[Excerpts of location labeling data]
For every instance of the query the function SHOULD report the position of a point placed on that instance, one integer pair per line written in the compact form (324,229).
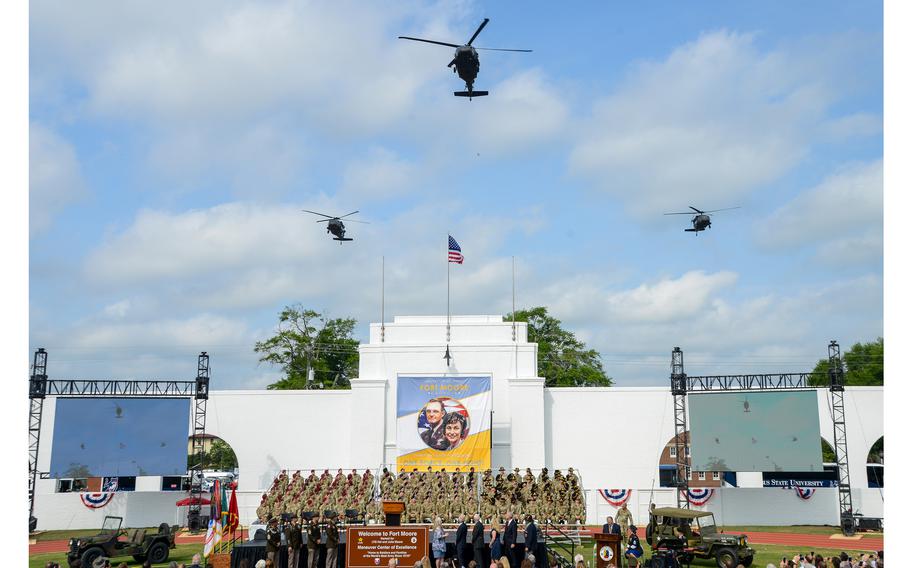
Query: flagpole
(514,330)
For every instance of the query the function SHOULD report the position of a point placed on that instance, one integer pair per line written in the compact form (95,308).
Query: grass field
(183,553)
(764,553)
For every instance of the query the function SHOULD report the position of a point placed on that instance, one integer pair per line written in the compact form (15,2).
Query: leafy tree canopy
(562,359)
(307,340)
(220,457)
(864,365)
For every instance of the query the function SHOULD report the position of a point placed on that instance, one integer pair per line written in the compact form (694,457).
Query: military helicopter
(466,60)
(701,220)
(335,224)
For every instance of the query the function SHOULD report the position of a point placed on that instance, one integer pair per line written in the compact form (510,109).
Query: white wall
(64,511)
(612,436)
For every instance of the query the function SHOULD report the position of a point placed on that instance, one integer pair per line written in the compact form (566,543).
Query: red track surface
(802,540)
(798,540)
(63,545)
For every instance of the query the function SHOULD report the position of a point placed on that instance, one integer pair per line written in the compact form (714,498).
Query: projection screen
(119,437)
(764,431)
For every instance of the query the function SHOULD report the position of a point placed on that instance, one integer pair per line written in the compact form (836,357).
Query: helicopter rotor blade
(477,33)
(500,49)
(725,209)
(320,214)
(429,41)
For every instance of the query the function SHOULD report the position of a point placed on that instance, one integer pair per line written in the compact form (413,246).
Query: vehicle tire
(90,555)
(726,558)
(158,553)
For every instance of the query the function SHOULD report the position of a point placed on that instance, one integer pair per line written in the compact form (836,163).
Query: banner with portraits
(444,422)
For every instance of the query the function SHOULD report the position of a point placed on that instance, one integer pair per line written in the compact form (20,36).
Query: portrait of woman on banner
(455,429)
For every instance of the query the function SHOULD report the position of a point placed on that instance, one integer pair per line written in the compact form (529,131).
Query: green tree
(864,365)
(220,457)
(562,359)
(307,340)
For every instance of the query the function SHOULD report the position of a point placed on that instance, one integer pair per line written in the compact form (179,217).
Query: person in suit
(294,536)
(495,546)
(273,540)
(510,537)
(530,536)
(611,528)
(477,540)
(461,540)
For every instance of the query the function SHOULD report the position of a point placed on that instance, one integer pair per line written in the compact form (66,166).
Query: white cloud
(714,121)
(380,175)
(55,177)
(845,210)
(338,64)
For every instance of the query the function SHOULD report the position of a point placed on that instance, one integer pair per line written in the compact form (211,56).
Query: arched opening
(667,470)
(220,461)
(875,464)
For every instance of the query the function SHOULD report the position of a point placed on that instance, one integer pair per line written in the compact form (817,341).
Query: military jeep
(694,534)
(139,543)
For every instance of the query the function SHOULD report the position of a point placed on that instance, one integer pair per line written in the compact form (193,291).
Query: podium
(608,550)
(393,511)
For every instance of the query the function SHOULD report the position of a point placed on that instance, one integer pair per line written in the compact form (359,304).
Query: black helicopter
(466,60)
(335,224)
(701,220)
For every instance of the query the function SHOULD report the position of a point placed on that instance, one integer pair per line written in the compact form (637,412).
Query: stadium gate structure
(40,387)
(681,384)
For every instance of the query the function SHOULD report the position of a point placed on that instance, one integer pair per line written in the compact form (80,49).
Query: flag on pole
(455,251)
(224,505)
(233,513)
(209,539)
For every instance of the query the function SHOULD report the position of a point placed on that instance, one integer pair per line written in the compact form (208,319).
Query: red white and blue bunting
(698,496)
(805,493)
(615,497)
(96,500)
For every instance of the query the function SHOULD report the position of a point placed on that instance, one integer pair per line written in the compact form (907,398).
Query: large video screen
(100,437)
(767,431)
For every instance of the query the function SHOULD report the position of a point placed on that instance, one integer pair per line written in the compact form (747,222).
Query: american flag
(455,251)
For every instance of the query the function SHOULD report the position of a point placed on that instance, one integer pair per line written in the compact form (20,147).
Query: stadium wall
(613,437)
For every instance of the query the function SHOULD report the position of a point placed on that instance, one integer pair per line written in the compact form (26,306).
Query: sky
(172,146)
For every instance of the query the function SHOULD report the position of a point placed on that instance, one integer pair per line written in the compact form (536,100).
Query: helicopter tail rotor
(471,94)
(479,29)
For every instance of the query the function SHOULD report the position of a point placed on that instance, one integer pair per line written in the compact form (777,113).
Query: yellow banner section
(473,452)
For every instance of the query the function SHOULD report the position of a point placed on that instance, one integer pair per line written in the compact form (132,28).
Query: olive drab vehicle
(694,534)
(140,544)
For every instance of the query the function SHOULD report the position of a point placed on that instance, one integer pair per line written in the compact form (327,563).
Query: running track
(797,540)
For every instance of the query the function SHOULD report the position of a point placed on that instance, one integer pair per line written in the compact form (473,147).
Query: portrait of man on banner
(443,423)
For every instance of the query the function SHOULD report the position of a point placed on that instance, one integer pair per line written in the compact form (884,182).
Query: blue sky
(172,147)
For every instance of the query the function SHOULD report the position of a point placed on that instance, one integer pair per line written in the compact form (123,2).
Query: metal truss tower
(678,389)
(37,390)
(199,404)
(844,495)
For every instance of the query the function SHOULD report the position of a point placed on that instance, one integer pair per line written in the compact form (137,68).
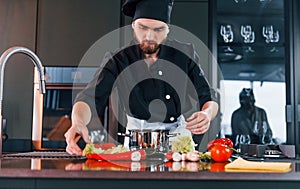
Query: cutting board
(242,165)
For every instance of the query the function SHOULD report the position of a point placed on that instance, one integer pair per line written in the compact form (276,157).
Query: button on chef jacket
(160,93)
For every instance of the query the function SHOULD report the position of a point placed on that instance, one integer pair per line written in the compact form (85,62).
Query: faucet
(38,65)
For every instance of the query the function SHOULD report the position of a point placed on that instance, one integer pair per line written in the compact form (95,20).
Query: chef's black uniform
(145,86)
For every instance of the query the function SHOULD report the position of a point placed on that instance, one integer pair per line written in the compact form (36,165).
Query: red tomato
(169,156)
(223,141)
(220,152)
(105,146)
(218,167)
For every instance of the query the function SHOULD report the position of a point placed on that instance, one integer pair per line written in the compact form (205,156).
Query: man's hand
(72,137)
(198,123)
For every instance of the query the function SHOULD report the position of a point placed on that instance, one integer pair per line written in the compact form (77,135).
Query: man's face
(150,34)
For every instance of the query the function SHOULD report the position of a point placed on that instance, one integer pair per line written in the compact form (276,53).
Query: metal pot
(156,139)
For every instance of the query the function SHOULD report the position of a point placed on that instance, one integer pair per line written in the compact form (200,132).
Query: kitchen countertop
(78,173)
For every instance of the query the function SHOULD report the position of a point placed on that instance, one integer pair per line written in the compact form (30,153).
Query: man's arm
(81,116)
(199,122)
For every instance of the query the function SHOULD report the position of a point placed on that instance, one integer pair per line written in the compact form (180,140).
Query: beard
(149,47)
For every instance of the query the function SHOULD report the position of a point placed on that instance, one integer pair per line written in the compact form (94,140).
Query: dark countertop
(77,173)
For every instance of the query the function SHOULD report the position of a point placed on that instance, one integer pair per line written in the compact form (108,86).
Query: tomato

▸ **Work to do**
Exclude the pictures and transcribe all of the entries exactly.

▸ **Task response**
For every instance of the query the function SHOULD report the position of a point placed on that instance, one integer pair per line written in the compact form (324,229).
Query: flagpole
(514,330)
For every instance of the query the function SHOULD report the position of a point placed on that instance, one integer pair per line written in the compact form (95,308).
Query: grass field
(183,553)
(764,553)
For every instance of the query the function SHOULD report the position of a point placed on that instance, one integer pair per line written in the compact form (15,2).
Query: leafy tree canopy
(562,359)
(307,340)
(220,457)
(864,365)
For every instance of the query the function SHOULD report the position of a point placed on that instance, one integer pair per line written in the compact form (694,457).
Query: military helicopter
(466,60)
(701,220)
(335,224)
For every instance of the query the function SHOULD report the position of a point placed on that instance, one integer pair per line written in the compact form (510,109).
Query: white wall
(64,511)
(612,436)
For every instance of the query the function SHOULD report the position of a point placed on that instance, one integer pair per line written in the compact form (566,543).
Query: red track surface
(802,540)
(798,540)
(63,545)
For every instance of the query the function SHOULD report the position of a point placed on that instance, one integer pair per line written in the compact form (714,498).
Query: projection screen
(119,437)
(764,431)
For every instance of the query the function SHOULD report the position of a point placed on that instance, one integer pair per line written in the compact form (836,357).
Query: helicopter rotor blade
(477,33)
(500,49)
(725,209)
(320,214)
(429,41)
For every instance of the query the function SHOULD report the position of a point placed on that instance, one integer pair per line written in the compact form (413,246).
Query: vehicle tire
(90,555)
(726,558)
(158,553)
For every instance of the query the function SHOULD report the position of a point placed on that instance, one integer pair per line written in the compact form (836,163).
Query: banner with portraits
(444,422)
For every instance of the query the function SHOULD report the position of a point placed on that instance, one integer pair per line written in the compact form (20,36).
Query: portrait of woman on banner
(455,429)
For every instance of the query the function SHOULD report the position of a point placed on that instance, one integer pair per line written in the compact form (529,131).
Query: green tree
(864,365)
(220,457)
(562,359)
(307,340)
For every instance of the query the function SHOULD report the position of a point placed on that instance, one integer pair per line written in the compact form (179,217).
Query: person in suit
(294,536)
(495,546)
(273,540)
(510,537)
(530,536)
(611,528)
(477,540)
(461,540)
For every instance of the query the function SHOULD report the position of a point placed on that instance, one integer pair per line written in the compact form (66,166).
Query: white cloud
(714,121)
(380,175)
(55,177)
(845,210)
(338,64)
For every instance of the query the function SHOULD report the position of a point placed on that instance, one integer pair per line written in the compact form (211,56).
Query: arched opening
(667,470)
(220,461)
(875,464)
For every instance of the query the function SHOULD report the position of a point placed on that instance, one integer pair per line written in the compact form (817,341).
Query: military jeep
(694,534)
(139,543)
For every instance of the query the function SHOULD report the position of a point placed on that instance, one integer pair per line written in the compact form (193,291).
Query: podium
(608,550)
(393,511)
For every instance of the query the function SHOULD report the position of a point placed on that instance, one integer pair per line written in the compact form (359,304).
Query: black helicopter
(466,60)
(335,224)
(701,220)
For every instance of the query the function SHOULD report the position of a point placed on that instance, one integer pair per line written in the compact form (637,412).
Query: stadium gate structure
(40,387)
(681,384)
For every instance of the query the function SHOULD report the position of a point placed on that instance, one integer pair per line written in the compact form (80,49).
Query: flag on pole
(455,251)
(224,505)
(233,513)
(209,539)
For every instance of the query the function SHOULD report the position of a point placed on that instance, one integer pair per line written in the compact form (208,319).
Query: red white and blue bunting
(698,496)
(805,493)
(615,497)
(96,500)
For every instance of the query the function SHOULD report the position of a point placed on that instance, one integer pair per line written in the compact form (907,398).
Query: large video screen
(100,437)
(767,431)
For every instance of the query the function SHOULD report the position of a point placed on that instance, one integer pair per line written in the compact form (747,222).
Query: american flag
(455,251)
For every instance of the query the function SHOULD report the position of a point placed on that instance, one integer pair per line written in the compact form (20,147).
Query: stadium wall
(613,437)
For every instance of the query the function SHOULD report the position of a point placed on that instance, one integer pair per line written in the compact form (26,306).
Query: sky
(172,146)
For every instance of the query the function SHOULD report the position of a point placed on that instance, one integer pair per line written in the compact form (536,100).
Query: helicopter tail rotor
(471,94)
(479,29)
For every instance of the query the function SHOULD report the position of a point placed on that instance, one integer pair per line written in the compact form (777,113).
Query: yellow banner section
(473,452)
For every instance of the query the function SHOULD report the position of a point placed on that instance, one integer pair per line written in the compact form (132,28).
Query: olive drab vehicle
(694,534)
(140,544)
For every instance of the query the function SHOULD report the position of a point placed on that instance, one integer pair per line written in the compact form (327,563).
Query: running track
(797,540)
For every instance of the query the function SHOULD report the position of a point placed on that instance, one integer pair per line written in the compact form (473,147).
Query: portrait of man on banner
(443,423)
For every instance of the query the function SHOULD report the position of a point placed on that instance, one integer pair per line written in the compact form (884,182).
Query: blue sky
(172,147)
For every instance of the query the function SHOULD report the position of a point placed on that instance, one integer pair per line written in the compact form (123,2).
Query: metal truss tower
(678,389)
(37,390)
(199,404)
(844,495)
For every instance of the query the function SHOULD report the position of a point placed on that instance, one integer pair per line written in the compact form (137,68).
Query: cutting board
(242,165)
For every instance of the query the function SHOULD report the position of a point placed on that instance, one integer pair per line written in the compact form (276,157).
Query: button on chef jacket
(160,93)
For every instance of the query the function SHOULD report the position of a point placed on that instance, one integer pair per line written in the compact form (85,62).
Query: faucet
(38,65)
For every instance of the query the function SHOULD report the position of a point placed on that instance, one integer pair per line written in the compact form (95,20).
Query: chef's black uniform
(145,86)
For every instance of the query the function SHOULD report the position of a point placed on that instance, one integer pair per line written in the compact form (36,165).
Query: red tomato
(169,156)
(223,141)
(220,152)
(105,146)
(218,167)
For every instance of the query the function SHOULD report the position of a point placed on that instance, one integer pair per line written in the compact form (205,156).
Query: man's hand
(72,137)
(198,123)
For every instance of the query the function SHOULD report the position of a point placed on that instance, one integer pair per line written in the compact form (77,135).
Query: man's face
(150,34)
For every instance of the query the function SHOULD report the position of a point placed on that instance, one integer pair per line written in the compact form (276,53).
Query: metal pot
(156,139)
For every instance of the query the function SHOULD report the position of a point placed on that instance, one integer pair per line written in the compact form (200,132).
Query: kitchen countertop
(78,173)
For every instance of the query the function SHOULD report the position of a point placed on that instance, one integer pair per line written in the compact form (30,153).
Query: man's arm
(81,116)
(199,122)
For every instance of the query the function SHOULD report the position of a point placed on that instance, one integer pair per line written in the compact form (180,140).
Query: beard
(149,47)
For every instance of the query the function SHOULD report the position of a point placed on that instance, one integer pair per line written in the compact form (94,140).
Query: dark countertop
(77,173)
For every instance of the query the function SHOULD report the position of a point placed on that instance, one integer pair per line written in the compact form (108,86).
Query: tomato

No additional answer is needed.